- **REQUIREMENT**
Repeat everything in the data exactly except images.

+ + + +

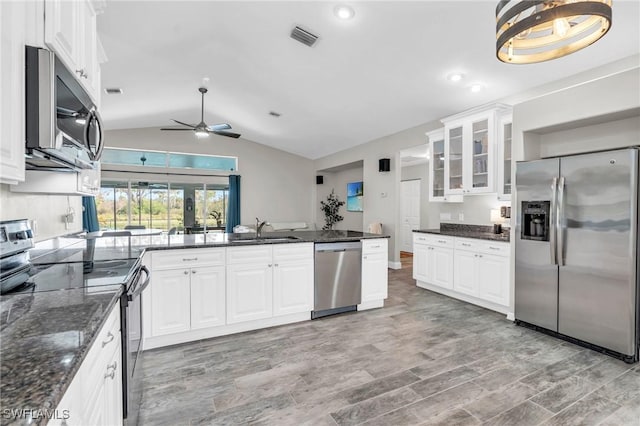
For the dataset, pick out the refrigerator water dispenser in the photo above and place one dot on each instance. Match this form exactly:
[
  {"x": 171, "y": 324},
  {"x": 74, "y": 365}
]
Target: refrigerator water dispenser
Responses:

+ + + +

- **ANSWER TO THE PROBLEM**
For the dataset, pick out the refrigerator water dispenser in the photo above and place one dot on each instance. Match this form exactly:
[
  {"x": 171, "y": 324},
  {"x": 74, "y": 365}
]
Target: refrigerator water dispenser
Responses:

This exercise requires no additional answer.